According to some estimates, over 40 million lawsuits get filed in the US each year. The majority are civil filings, which are for legal disputes between two or more parties. The rest are for criminal litigations, which are cases involving misdemeanors and felonies.
Interestingly, the US is home to only over 1.3 million attorneys. Some of them are litigators, others are trial lawyers, and some are both.
If you’re about to sue another person or entity, you may be wondering if you need to hire a litigator. What are litigators anyway, and who do they represent? What do they do on behalf of their clients?
We’ll answer all these questions in this comprehensive guide, so be sure to read on.
What Is Litigation?
Litigation is the process of taking legal action against another entity. It can be another person (or people), a company, an organization, or even the government. The litigation process handles legal disputes via the court system.

- [GIVEN REQUEST 1] In the litigation guide, how many attorneys does the US have?
- [GIVEN REQUEST 2] List every kind of entity that the litigation guide says legal action can be taken against.

- [INFORMATION SUPPLIED]

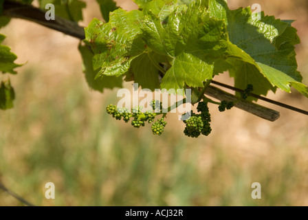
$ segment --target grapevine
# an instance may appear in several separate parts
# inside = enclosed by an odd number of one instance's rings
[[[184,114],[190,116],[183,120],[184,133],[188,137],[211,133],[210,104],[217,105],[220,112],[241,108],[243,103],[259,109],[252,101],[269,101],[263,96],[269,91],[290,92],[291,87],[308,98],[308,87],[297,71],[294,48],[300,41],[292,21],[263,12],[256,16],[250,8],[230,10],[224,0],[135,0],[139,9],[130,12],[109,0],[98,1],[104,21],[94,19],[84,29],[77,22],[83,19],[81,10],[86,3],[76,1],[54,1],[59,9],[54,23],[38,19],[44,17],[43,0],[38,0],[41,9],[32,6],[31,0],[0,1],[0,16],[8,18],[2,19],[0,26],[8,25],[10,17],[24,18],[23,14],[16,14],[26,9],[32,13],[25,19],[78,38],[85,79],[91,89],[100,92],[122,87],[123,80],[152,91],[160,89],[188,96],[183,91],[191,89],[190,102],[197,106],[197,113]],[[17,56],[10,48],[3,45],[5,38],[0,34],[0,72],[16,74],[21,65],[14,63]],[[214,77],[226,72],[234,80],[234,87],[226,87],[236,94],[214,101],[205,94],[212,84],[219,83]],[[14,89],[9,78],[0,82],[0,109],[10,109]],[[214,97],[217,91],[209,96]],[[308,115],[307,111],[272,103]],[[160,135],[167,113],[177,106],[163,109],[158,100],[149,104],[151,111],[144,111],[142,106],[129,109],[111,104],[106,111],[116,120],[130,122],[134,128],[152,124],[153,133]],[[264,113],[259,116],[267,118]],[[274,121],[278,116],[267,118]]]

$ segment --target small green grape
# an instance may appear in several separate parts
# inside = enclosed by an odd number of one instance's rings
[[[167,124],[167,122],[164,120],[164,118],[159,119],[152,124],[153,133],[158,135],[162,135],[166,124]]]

---

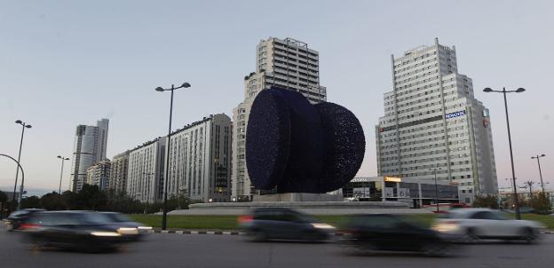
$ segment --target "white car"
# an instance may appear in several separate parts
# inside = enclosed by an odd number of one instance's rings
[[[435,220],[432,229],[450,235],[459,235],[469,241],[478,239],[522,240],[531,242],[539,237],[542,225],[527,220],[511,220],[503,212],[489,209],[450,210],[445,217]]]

- [COMPLETE ANSWER 1] Over 1.3 million.

- [COMPLETE ANSWER 2]
- Another person (or people)
- A company
- An organization
- The government